**Material provided:**

================================

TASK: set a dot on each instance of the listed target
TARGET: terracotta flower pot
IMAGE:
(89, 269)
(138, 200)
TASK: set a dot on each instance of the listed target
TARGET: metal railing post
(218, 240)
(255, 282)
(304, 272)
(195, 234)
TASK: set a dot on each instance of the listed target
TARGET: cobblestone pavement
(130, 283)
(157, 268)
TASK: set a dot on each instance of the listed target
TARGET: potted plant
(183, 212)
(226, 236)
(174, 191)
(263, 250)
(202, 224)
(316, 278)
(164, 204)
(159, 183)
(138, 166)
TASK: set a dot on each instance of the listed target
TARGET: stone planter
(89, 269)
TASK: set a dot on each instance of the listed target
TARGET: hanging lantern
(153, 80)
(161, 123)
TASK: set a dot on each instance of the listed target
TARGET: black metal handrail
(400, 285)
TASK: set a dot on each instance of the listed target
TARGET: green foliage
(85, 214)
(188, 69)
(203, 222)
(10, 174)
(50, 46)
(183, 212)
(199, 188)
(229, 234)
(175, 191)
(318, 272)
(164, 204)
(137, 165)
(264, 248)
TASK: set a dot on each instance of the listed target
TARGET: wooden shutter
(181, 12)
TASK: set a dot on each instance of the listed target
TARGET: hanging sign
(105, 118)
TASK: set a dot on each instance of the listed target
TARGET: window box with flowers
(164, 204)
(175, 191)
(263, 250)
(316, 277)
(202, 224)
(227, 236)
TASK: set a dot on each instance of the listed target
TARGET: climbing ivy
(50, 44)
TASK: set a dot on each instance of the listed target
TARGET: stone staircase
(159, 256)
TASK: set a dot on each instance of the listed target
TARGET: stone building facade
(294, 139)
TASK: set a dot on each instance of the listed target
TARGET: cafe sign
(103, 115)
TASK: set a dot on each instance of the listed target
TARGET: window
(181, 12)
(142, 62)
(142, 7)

================================

**Goal:** Render every line of the entries above as a Markdown table with the columns No. and Line, giving each row a number and leaving out blank lines.

**Exercise output:**
| No. | Line |
|---|---|
| 1 | TASK: set a dot on each instance of the listed target |
| 2 | TARGET: terracotta flower pot |
| 3 | IMAGE: |
| 4 | (89, 269) |
| 5 | (138, 200) |
| 6 | TASK: set a dot on each instance of the listed target |
| 7 | TARGET: metal railing post |
| 8 | (218, 240) |
| 9 | (255, 282) |
| 10 | (304, 272) |
| 11 | (195, 234) |
| 12 | TASK: set a dot on each instance of the listed target |
| 13 | TARGET: cobblestone pavement |
| 14 | (130, 283) |
| 15 | (157, 268) |
| 16 | TASK: set a dot on each instance of the listed target |
| 17 | TARGET: potted plant |
| 18 | (183, 212) |
| 19 | (226, 236) |
| 20 | (174, 191) |
| 21 | (263, 250) |
| 22 | (202, 224) |
| 23 | (316, 278) |
| 24 | (164, 204) |
| 25 | (159, 183) |
| 26 | (138, 166) |
| 27 | TASK: set a dot on each instance of the listed target |
| 28 | TARGET: stone planter |
| 29 | (89, 269) |
| 30 | TASK: set a dot on each instance of the listed target |
| 31 | TARGET: hanging lantern |
| 32 | (153, 80) |
| 33 | (161, 123) |
| 34 | TASK: set a dot on each instance of the listed target |
| 35 | TARGET: black metal handrail |
| 36 | (400, 285) |
| 37 | TASK: set a dot on each instance of the listed target |
| 38 | TARGET: green foliage |
| 39 | (85, 214) |
| 40 | (188, 69) |
| 41 | (203, 222) |
| 42 | (10, 174) |
| 43 | (50, 46) |
| 44 | (183, 212) |
| 45 | (199, 188) |
| 46 | (229, 234) |
| 47 | (175, 191) |
| 48 | (318, 272) |
| 49 | (164, 204) |
| 50 | (137, 165) |
| 51 | (264, 248) |
| 52 | TASK: set a dot on each instance of the listed target |
| 53 | TARGET: wooden shutter |
| 54 | (181, 12) |
| 55 | TASK: set a dot on each instance of the listed target |
| 56 | TARGET: hanging sign |
| 57 | (105, 118) |
| 58 | TASK: set a dot on each instance of the listed target |
| 59 | TARGET: window box with flowers |
| 60 | (164, 204) |
| 61 | (175, 191) |
| 62 | (263, 250) |
| 63 | (316, 277) |
| 64 | (202, 224) |
| 65 | (227, 236) |
| 66 | TASK: set a dot on each instance of the listed target |
| 67 | TARGET: climbing ivy |
| 68 | (50, 44) |
| 69 | TASK: set a dot on each instance of the listed target |
| 70 | TARGET: stone staircase |
| 71 | (159, 256) |
| 72 | TASK: set a dot on each instance of the listed target |
| 73 | TARGET: stone building facade |
| 74 | (294, 139) |
| 75 | TASK: set a dot on each instance of the listed target |
| 76 | TARGET: cafe sign |
| 77 | (103, 115) |
| 78 | TASK: set a dot on each instance of the listed target |
| 79 | TARGET: window |
| 80 | (181, 12) |
| 81 | (142, 62) |
| 82 | (142, 7) |